* _EXTRACT PROVIDED_

At the option of the Board of Directors of the Company, any member of
the Committee may receive reimbursement by an Employer of expenses
properly and actually incurred, but any such expenses not reimbursed
by an Employer shall be paid by the Plan.
(b) All expenses of the Committee shall be paid by the Company,
or if not, by the Trustee based upon the determination of the
Committee. Such expenses shall include any expenses incident to the
functioning of the Committee, including but not limited to, fees of
accountants, counsel and other specialists and other costs of
administering the Plan.
8.4 MANNER OF ACTION. A majority of the members of the Committee at
the time in office shall constitute a quorum for the transaction of
business. All resolutions adopted, and other actions taken by the
Committee at any meeting shall be by the vote of a majority of those
present at any such meeting. Upon concurrence in writing of a majority of
the members at the time in office, action of the Committee may be taken
otherwise than at a meeting.
8.5 CHAIRMAN, SECRETARY, AND EMPLOYMENT OF SPECIALISTS. The Company
shall appoint a Chairman of the Committee. The Chairman shall appoint a
Secretary who may, but need not, be a member of the Committee. The
Committee may appoint such agents, who need not be members of such
Committee, as it may deem necessary for the effective performance of its
duties, may engage legal counsel and accountants, and may delegate to such
agents such powers and duties, whether ministerial or discretionary, as
the said Committee may deem expedient or appropriate and may delegate one
of their members to sign documents on behalf of all.

[Items taken from a data source]
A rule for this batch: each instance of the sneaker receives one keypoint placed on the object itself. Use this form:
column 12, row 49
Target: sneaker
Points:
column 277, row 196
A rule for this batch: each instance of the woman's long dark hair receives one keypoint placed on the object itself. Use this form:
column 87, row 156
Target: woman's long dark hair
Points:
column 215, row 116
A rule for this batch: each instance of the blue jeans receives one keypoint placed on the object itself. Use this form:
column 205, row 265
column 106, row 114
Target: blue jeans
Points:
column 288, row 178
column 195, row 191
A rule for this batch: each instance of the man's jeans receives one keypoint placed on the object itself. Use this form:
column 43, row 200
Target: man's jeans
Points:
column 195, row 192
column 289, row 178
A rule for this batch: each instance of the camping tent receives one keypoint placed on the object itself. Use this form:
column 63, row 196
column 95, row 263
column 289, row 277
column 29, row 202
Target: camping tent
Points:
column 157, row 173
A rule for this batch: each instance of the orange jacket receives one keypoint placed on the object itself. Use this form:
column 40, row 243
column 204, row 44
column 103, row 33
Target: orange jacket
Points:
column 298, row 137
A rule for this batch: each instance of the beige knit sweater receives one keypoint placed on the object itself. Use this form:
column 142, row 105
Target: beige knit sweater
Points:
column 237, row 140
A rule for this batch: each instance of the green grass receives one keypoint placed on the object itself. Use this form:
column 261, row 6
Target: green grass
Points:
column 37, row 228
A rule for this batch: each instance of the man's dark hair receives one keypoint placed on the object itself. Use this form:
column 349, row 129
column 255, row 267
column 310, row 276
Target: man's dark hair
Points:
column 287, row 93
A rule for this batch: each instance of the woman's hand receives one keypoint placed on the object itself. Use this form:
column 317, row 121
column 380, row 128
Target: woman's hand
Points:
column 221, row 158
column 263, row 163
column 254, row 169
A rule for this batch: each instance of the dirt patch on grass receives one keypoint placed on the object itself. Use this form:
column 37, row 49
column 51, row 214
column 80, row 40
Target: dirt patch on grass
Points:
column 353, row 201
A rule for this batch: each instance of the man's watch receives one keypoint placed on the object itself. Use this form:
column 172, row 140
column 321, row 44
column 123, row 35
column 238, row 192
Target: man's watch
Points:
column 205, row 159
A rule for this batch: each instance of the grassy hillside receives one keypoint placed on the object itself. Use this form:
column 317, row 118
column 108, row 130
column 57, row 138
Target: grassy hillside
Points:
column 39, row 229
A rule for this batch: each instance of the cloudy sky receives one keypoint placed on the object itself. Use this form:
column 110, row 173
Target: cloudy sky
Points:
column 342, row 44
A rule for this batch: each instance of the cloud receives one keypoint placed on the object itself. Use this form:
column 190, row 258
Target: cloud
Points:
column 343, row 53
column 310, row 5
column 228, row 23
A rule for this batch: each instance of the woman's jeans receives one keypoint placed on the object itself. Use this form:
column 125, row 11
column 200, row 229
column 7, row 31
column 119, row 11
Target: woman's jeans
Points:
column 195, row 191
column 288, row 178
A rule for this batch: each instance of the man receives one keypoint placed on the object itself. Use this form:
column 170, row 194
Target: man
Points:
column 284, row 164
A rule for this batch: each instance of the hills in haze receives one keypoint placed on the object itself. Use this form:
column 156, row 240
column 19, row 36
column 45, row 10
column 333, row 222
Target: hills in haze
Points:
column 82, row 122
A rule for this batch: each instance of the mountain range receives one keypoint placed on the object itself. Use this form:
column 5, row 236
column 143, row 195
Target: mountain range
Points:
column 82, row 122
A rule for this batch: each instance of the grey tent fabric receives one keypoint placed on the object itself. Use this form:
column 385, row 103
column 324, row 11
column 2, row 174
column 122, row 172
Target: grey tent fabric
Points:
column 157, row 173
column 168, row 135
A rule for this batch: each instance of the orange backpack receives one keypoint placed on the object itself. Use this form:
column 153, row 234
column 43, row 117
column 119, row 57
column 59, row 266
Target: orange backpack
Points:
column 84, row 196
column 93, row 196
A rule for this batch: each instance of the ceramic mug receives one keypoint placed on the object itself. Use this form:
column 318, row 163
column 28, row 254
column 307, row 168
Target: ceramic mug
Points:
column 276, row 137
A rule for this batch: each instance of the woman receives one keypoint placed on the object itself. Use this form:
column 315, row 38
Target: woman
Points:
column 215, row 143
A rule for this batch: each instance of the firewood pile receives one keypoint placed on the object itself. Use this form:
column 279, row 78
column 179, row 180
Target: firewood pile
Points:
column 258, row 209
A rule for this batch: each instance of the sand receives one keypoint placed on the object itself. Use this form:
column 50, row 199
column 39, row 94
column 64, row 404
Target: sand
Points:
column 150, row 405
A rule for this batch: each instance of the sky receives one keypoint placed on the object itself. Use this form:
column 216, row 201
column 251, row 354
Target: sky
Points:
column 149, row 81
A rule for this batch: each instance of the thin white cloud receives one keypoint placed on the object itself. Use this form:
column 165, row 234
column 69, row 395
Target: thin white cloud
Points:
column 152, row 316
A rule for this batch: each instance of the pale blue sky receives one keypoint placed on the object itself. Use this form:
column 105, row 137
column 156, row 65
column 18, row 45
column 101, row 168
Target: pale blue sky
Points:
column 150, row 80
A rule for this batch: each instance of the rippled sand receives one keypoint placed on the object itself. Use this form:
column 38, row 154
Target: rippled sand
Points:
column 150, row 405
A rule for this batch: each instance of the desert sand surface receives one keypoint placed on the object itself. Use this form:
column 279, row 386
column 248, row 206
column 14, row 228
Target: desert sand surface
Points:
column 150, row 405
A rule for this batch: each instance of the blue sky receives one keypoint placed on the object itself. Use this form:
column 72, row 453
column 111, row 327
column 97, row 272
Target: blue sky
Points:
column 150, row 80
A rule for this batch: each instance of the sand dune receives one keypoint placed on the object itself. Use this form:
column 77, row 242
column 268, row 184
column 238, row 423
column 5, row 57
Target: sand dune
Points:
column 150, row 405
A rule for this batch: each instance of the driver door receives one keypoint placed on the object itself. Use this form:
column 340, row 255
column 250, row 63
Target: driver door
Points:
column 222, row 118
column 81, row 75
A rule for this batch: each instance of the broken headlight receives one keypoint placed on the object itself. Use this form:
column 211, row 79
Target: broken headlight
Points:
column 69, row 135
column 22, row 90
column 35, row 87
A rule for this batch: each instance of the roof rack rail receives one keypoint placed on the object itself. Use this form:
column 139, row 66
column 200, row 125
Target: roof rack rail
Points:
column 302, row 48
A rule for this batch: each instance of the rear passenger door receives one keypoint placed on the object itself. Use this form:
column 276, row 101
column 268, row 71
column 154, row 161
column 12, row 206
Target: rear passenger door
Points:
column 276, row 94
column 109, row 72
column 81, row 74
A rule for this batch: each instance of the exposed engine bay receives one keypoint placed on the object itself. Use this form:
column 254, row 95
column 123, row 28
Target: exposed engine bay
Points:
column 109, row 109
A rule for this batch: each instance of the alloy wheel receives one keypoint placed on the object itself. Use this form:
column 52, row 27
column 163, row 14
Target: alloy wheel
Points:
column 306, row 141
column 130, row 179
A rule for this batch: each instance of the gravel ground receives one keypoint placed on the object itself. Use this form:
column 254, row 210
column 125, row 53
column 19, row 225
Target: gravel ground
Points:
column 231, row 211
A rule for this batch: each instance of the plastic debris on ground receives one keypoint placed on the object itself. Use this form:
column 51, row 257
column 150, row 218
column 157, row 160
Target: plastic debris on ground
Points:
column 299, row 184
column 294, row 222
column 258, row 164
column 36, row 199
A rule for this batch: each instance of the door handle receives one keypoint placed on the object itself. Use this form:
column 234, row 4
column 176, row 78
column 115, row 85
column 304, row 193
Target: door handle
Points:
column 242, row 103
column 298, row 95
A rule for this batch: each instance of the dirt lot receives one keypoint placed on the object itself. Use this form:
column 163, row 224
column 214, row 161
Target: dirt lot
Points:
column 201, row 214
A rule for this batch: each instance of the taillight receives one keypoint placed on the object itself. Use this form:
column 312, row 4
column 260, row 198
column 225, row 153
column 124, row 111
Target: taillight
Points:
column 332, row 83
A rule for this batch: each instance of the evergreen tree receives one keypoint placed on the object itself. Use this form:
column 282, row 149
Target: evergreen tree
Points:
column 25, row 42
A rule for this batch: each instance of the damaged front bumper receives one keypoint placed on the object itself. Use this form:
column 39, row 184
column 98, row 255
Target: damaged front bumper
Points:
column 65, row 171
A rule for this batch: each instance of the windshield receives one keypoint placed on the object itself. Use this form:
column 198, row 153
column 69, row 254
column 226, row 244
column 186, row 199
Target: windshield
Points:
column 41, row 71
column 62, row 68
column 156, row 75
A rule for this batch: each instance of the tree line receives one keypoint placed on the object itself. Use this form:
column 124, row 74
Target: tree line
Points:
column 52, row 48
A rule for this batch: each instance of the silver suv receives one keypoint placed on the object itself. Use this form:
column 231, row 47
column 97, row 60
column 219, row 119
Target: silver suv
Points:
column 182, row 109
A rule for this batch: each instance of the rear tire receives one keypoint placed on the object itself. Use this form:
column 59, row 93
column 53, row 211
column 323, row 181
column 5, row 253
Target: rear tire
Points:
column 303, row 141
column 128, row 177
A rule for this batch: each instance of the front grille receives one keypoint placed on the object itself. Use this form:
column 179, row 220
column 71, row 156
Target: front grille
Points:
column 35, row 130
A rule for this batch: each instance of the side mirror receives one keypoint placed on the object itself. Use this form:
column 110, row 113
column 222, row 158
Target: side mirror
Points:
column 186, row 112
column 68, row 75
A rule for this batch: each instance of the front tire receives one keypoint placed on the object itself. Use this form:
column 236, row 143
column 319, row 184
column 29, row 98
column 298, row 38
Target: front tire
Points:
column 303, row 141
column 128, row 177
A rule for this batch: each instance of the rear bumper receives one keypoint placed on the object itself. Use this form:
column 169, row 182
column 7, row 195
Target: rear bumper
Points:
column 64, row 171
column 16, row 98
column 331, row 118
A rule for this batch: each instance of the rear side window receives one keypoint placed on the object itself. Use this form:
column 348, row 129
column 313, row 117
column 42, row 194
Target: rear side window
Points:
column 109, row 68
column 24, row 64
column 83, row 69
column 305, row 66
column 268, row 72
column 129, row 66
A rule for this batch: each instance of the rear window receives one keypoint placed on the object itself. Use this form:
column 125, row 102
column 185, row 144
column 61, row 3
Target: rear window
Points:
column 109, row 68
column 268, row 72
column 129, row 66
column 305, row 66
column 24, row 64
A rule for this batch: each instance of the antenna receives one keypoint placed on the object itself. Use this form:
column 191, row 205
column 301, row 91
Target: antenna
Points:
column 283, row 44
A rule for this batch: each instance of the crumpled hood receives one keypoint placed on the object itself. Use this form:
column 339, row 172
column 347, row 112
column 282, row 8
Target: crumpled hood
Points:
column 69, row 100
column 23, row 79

* _PROBLEMS TO WORK ON_
1 – Decide whether each statement below agrees with the extract on the plan committee, answering yes or no and quoting the deciding words from the extract: (a) The Secretary of the Committee must be a member of the Committee. (b) A majority of the Committee members in office makes up a quorum. (c) The Board of Directors appoints the Chairman of the Committee.
2 – Carry on the extract on the plan committee, starting right after its last sentence.

* _SOLVED PROBLEMS_
1 –
(a) No: "The Chairman shall appoint a Secretary who may, but need not, be a member of the Committee."
(b) Yes: "A majority of the members of the Committee at the time in office shall constitute a quorum for the transaction of business."
(c) No: "The Company shall appoint a Chairman of the Committee."

2 –
8.6 SUBCOMMITTEES. The Committee may appoint one or more
subcommittees and delegate such of its power and duties as it deems
desirable to any such subcommittee, in which case every reference herein
made to the Committee shall be deemed to mean or include the subcommittees
as to matters within their jurisdiction.
<PAGE>
8.7 RECORDS. All resolutions, proceedings, acts and determinations
of the Committee shall be recorded by the Secretary thereof or under his
supervision, and all such records, together with such documents and
instruments as may be necessary for the administration of the Plan, shall
be preserved in the custody of the Secretary.
8.8 RULES. Subject to the limitations contained in the Plan, the
Committee shall be empowered from time to time and at any time, in its
discretion, to adopt bylaws and establish rules for the conduct of its
affairs and the exercise of the duties imposed upon it under the Plan.
8.9 ADMINISTRATION. The Committee shall be responsible for the
administration of the Plan. The Committee shall have all such powers as
may be necessary to carry out the provisions hereof and may, from time to
time and at any time, establish rules or procedures it deems necessary or
appropriate for the administration of the Plan and the transaction of the
Plan's business. In making any such determination, rule or procedure, the
Committee shall pursue uniform policies as from time to time established
by the Committee and shall not discriminate in favor of or against any
Member. The Committee shall have the exclusive right to make any finding
of fact necessary or appropriate for any purpose under the Plan,
including, but not limited to, the determination of the eligibility for
and the amount of any benefit payable under the Plan. The Committee shall
have the exclusive right to interpret the terms and provisions of the Plan
and to determine any and all questions arising under the Plan or in
connection with the administration thereof, including, without limitation,
the right to remedy or resolve possible ambiguities, inconsistencies, or
omissions, by general rule or particular decision. The Committee shall
make, or cause to be made, all reports or other filings, necessary to meet
the reporting and disclosure requirements of ERISA which are the
responsibility of "plan administrators" under ERISA. To the extent
permitted by law, all findings of fact, determinations, interpretations,
and decisions of the Committee shall be conclusive and binding upon all
persons having or claiming to have any interest or right under the Plan.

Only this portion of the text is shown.